Data for this task
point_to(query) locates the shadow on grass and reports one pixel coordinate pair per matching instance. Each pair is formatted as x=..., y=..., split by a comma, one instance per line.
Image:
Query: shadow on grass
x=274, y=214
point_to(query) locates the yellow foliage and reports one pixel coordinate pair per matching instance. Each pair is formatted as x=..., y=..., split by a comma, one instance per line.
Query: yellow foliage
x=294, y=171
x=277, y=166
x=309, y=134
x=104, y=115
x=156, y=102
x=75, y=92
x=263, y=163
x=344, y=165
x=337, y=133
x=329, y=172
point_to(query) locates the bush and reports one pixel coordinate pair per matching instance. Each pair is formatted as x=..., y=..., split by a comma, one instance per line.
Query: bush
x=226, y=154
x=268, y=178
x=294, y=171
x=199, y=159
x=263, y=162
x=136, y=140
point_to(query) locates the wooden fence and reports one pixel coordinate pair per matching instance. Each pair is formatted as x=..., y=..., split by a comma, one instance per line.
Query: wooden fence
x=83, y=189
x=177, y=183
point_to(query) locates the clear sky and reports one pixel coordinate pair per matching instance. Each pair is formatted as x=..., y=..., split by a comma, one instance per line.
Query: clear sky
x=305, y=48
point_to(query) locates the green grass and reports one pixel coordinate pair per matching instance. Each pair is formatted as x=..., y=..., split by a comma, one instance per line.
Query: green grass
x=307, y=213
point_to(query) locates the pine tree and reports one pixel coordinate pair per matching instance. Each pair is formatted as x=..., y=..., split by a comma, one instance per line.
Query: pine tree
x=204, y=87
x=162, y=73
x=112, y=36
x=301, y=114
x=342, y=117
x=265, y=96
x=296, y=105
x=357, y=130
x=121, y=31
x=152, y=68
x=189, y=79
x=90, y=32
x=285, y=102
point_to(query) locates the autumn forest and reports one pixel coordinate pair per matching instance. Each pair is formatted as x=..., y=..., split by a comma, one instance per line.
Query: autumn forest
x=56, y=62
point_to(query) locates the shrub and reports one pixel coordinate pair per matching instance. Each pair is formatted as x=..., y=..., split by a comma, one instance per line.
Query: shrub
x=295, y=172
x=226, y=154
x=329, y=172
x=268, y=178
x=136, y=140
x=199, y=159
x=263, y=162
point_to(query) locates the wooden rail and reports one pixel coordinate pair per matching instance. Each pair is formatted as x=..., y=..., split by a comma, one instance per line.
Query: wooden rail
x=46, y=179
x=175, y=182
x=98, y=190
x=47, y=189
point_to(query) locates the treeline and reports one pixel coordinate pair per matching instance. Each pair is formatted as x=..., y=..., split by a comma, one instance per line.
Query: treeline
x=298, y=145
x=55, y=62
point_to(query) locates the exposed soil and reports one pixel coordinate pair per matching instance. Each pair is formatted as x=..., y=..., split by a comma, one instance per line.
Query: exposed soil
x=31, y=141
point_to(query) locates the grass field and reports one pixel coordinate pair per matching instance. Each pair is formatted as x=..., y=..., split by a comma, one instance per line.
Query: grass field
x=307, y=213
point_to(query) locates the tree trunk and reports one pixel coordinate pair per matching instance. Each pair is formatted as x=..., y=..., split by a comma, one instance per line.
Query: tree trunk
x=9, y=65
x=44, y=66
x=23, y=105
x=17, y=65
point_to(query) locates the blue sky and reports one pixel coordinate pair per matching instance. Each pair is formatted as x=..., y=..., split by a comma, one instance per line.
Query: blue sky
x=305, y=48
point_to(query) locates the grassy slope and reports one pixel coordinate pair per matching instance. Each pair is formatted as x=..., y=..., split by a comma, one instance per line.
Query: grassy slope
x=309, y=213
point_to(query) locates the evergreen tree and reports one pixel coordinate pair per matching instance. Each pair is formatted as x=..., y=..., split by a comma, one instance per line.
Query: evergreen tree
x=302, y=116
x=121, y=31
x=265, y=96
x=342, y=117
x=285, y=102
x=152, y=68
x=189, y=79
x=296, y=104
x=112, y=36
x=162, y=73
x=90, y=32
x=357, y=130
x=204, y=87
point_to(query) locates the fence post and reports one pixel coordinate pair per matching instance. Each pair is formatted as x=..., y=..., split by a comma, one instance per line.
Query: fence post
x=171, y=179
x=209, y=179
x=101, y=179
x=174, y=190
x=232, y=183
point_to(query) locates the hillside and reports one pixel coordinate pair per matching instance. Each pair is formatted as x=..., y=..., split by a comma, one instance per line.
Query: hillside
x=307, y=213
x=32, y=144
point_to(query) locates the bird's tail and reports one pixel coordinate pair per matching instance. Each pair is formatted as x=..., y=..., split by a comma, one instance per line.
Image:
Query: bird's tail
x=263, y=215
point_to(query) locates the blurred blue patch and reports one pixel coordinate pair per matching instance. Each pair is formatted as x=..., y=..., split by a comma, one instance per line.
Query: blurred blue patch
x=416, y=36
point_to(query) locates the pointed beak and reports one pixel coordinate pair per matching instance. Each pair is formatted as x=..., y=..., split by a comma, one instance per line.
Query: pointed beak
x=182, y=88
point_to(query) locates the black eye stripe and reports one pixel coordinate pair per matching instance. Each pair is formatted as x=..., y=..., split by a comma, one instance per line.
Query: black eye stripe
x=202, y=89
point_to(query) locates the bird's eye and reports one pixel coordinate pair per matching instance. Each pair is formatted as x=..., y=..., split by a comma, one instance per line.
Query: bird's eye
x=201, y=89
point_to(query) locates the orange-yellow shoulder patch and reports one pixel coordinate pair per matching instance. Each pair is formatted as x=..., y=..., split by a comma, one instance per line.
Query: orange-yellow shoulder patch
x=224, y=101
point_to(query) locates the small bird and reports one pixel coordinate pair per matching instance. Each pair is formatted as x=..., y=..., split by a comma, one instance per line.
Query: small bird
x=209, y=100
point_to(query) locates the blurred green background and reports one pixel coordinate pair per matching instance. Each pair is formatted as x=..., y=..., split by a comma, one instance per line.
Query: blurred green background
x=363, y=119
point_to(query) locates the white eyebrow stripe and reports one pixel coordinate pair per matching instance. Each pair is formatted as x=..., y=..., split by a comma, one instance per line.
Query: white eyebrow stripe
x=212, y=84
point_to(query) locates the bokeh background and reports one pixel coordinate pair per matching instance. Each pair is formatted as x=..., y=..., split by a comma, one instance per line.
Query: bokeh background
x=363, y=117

Work order
Each record above should be set down again in its exact wording.

Answer box
point_to(query) locates the shadow on grass and reports one pixel coordinate pair per matching instance. Each pair is formatted as x=..., y=..., split by a comma, one instance per line.
Image:
Query: shadow on grass
x=274, y=214
point_to(query) locates the yellow foliage and reports one pixel coordinate pair per matching instance. Each pair is formatted as x=..., y=..., split by a comma, one instance per line.
Query: yellow foliage
x=294, y=171
x=277, y=166
x=309, y=134
x=104, y=115
x=156, y=102
x=75, y=92
x=263, y=163
x=344, y=165
x=337, y=133
x=329, y=172
point_to(query) locates the bush and reports one pixel coordinate pair per matching instance. Each pair is formatted as x=..., y=..., split by a comma, one instance per line.
Query: bush
x=226, y=154
x=268, y=178
x=294, y=171
x=199, y=159
x=263, y=162
x=136, y=140
point_to(query) locates the wooden fence and reports one pixel coordinate pair per matching instance. Each pair is formatted as x=..., y=..., split by a comma, one instance per line.
Query: wooden fence
x=83, y=189
x=177, y=183
point_to(query) locates the clear sky and reports one pixel coordinate pair per matching instance. Each pair is formatted as x=..., y=..., split by a comma, one instance per line.
Query: clear sky
x=305, y=48
point_to(query) locates the green grass and reports one pixel coordinate pair per matching instance. Each pair is formatted as x=..., y=..., split by a comma, one instance per line.
Query: green grass
x=307, y=213
point_to(query) locates the pine tree and reports one pixel coordinate pair per matching instance. Each pair is formatted as x=..., y=..., split by a comma, one instance per line.
Query: pine tree
x=204, y=87
x=162, y=73
x=112, y=36
x=301, y=114
x=342, y=117
x=265, y=96
x=296, y=105
x=357, y=130
x=121, y=31
x=152, y=68
x=189, y=79
x=90, y=32
x=285, y=102
point_to(query) locates the autumn forest and reports one pixel coordinate pair per matching instance. Each pair is formatted as x=..., y=..., split by a comma, one instance per line.
Query: autumn forest
x=56, y=62
point_to(query) locates the shrub and reports one pixel coordinate pair per matching instance. Each pair is formatted as x=..., y=..., split by a comma, one instance per line.
Query: shrub
x=295, y=172
x=226, y=154
x=329, y=172
x=268, y=178
x=136, y=140
x=199, y=159
x=263, y=162
point_to(query) locates the wooden rail and reports one pixel coordinate pair per matching instance. Each pair is formatted as x=..., y=..., split by a comma, one instance per line.
Query: wooden rail
x=46, y=179
x=175, y=182
x=98, y=190
x=47, y=189
point_to(query) locates the treeline and reports one pixel coordinate pair per matching instance. Each pair is formatted as x=..., y=..., split by a comma, one instance per line.
Query: treeline
x=298, y=145
x=55, y=62
point_to(query) locates the exposed soil and reports one pixel coordinate pair per matching instance. Each pair is formatted as x=..., y=..., split by a comma, one instance per line.
Query: exposed soil
x=31, y=141
point_to(query) locates the grass field and reports one pixel coordinate pair per matching instance. Each pair is formatted as x=..., y=..., split by a comma, one instance per line.
Query: grass field
x=307, y=213
point_to(query) locates the tree trunk and reports one pixel coordinate pair per matching instance. Each pair is formatted as x=..., y=..., split by a comma, one instance per line.
Query: tree trunk
x=9, y=65
x=44, y=66
x=23, y=105
x=17, y=65
point_to(query) locates the blue sky and reports one pixel coordinate pair per matching instance. Each pair is formatted as x=..., y=..., split by a comma, one instance per line.
Query: blue sky
x=305, y=48
point_to(query) locates the grassy slope and reports one pixel coordinate pair per matching instance. Each pair is formatted as x=..., y=..., split by a comma, one instance per line.
Query: grassy slope
x=309, y=213
point_to(query) locates the evergreen tree and reports one pixel coordinate pair per matching instance. Each pair is formatted as x=..., y=..., split by a comma, one instance per line.
Query: evergreen tree
x=302, y=116
x=121, y=31
x=265, y=96
x=342, y=117
x=285, y=102
x=152, y=68
x=189, y=79
x=296, y=104
x=112, y=36
x=162, y=73
x=90, y=32
x=357, y=130
x=204, y=87
point_to(query) locates the fence post and reports one pixel coordinate pair per matching instance. Each pair is formatted as x=..., y=..., split by a comma, one instance per line.
Query: fence post
x=171, y=179
x=209, y=179
x=101, y=179
x=174, y=190
x=232, y=183
point_to(query) locates the hillside and reports one pixel coordinate pair per matching instance. Each pair is formatted as x=..., y=..., split by a comma, one instance per line.
Query: hillside
x=307, y=213
x=32, y=144
point_to(query) locates the bird's tail and reports one pixel coordinate pair per matching instance. Each pair is formatted as x=..., y=..., split by a comma, one instance per line.
Image:
Query: bird's tail
x=263, y=215
point_to(query) locates the blurred blue patch and reports one pixel coordinate pair per matching instance. Each pair is formatted as x=..., y=..., split by a comma, one instance per line.
Query: blurred blue patch
x=416, y=36
point_to(query) locates the pointed beak and reports one pixel coordinate pair per matching instance. Each pair is formatted as x=..., y=..., split by a comma, one instance per line.
Query: pointed beak
x=182, y=88
point_to(query) locates the black eye stripe and reports one pixel coordinate pair per matching instance. Each pair is formatted as x=..., y=..., split by a comma, one instance per line.
Query: black eye stripe
x=202, y=89
point_to(query) locates the bird's eye and reports one pixel coordinate pair per matching instance. Each pair is formatted as x=..., y=..., split by a comma, one instance per line.
Query: bird's eye
x=201, y=89
point_to(query) locates the orange-yellow shoulder patch and reports one pixel coordinate pair per matching instance. Each pair is formatted as x=..., y=..., split by a comma, one instance per line.
Query: orange-yellow shoulder patch
x=224, y=101
point_to(query) locates the small bird and reports one pixel coordinate pair per matching instance. Each pair is formatted as x=..., y=..., split by a comma, one instance per line.
Query: small bird
x=209, y=100
point_to(query) locates the blurred green background and reports one pixel coordinate pair per matching instance. Each pair is formatted as x=..., y=..., split by a comma, one instance per line.
Query: blurred green background
x=363, y=119
point_to(query) locates the white eyebrow stripe and reports one pixel coordinate pair per matching instance. Each pair is formatted as x=..., y=..., split by a comma, one instance per line.
Query: white eyebrow stripe
x=212, y=84
point_to(query) locates the bokeh background and reports one pixel coordinate pair per matching instance. Each pair is formatted as x=..., y=..., split by a comma, one instance per line.
Query: bokeh background
x=363, y=117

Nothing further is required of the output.